# Voopoo PnP Replacement coils



## Room Fogger (12/11/19)

Anyone have the Replacement PnP replacement Coil Head for their new pods/devices available in stock?

Reactions: Like 1


----------



## Chris du Toit (12/11/19)

Juicy Joe's have a good selection

https://www.juicyjoes.co.za/?product=voopoo-pnp-coil-for-vinci

Reactions: Like 1 | Thanks 1


----------



## Room Fogger (12/11/19)

@Faizel Bhamjee

Reactions: Like 1


----------



## KarlDP (12/11/19)

Juicy Joes

Reactions: Like 1 | Thanks 1


----------



## Faizel Bhamjee (14/11/19)

Tried those coils ( for the Vinci ) they dont work on the find s trio. I think only the pnp-R1 and pnp-C1 works. VK stocks the pnp-M2 which i bought but doesnt fire 

Thanks Gents

Reactions: Like 1


----------



## Room Fogger (14/11/19)

Faizel Bhamjee said:


> Tried those coils ( for the Vinci ) they dont work on the find s trio. I think only the pnp-R1 and pnp-C1 works. VK stocks the pnp-M2 which i bought but doesnt fire
> 
> Thanks Gents


Same coils used for the Baby Trio, however I use m2 in there and no problem. Sizes look the same, but I’m not 100%sure. Hope you find some, otherwise Fasttech it 3FVape is going to be your only other options.


----------



## Room Fogger (14/11/19)

────

- EXERCISE PROMPT
Rewrite the stretch of the forum thread from "Anyone have the" through "du Toit (12/11/19)", putting "coil unit" in place of "Coil Head". The items after this point are separate material, apart from the forum thread.

[Region labeling items]
────

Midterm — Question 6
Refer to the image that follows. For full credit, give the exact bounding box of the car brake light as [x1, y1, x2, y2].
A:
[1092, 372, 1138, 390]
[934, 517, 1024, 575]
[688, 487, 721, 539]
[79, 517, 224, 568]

────

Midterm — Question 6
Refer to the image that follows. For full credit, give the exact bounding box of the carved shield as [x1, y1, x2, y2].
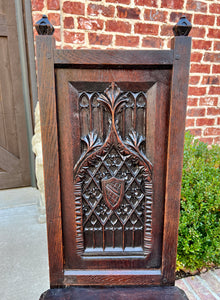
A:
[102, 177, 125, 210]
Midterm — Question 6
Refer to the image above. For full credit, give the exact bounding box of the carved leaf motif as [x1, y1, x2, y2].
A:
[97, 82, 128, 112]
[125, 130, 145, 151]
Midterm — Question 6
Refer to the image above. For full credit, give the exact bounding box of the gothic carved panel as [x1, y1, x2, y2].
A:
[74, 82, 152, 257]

────

- ANSWER TO THE EXERCISE
Anyone have the Replacement PnP replacement coil unit for their new pods/devices available in stock?

Reactions: Like 1


----------



## Chris du Toit (12/11/19)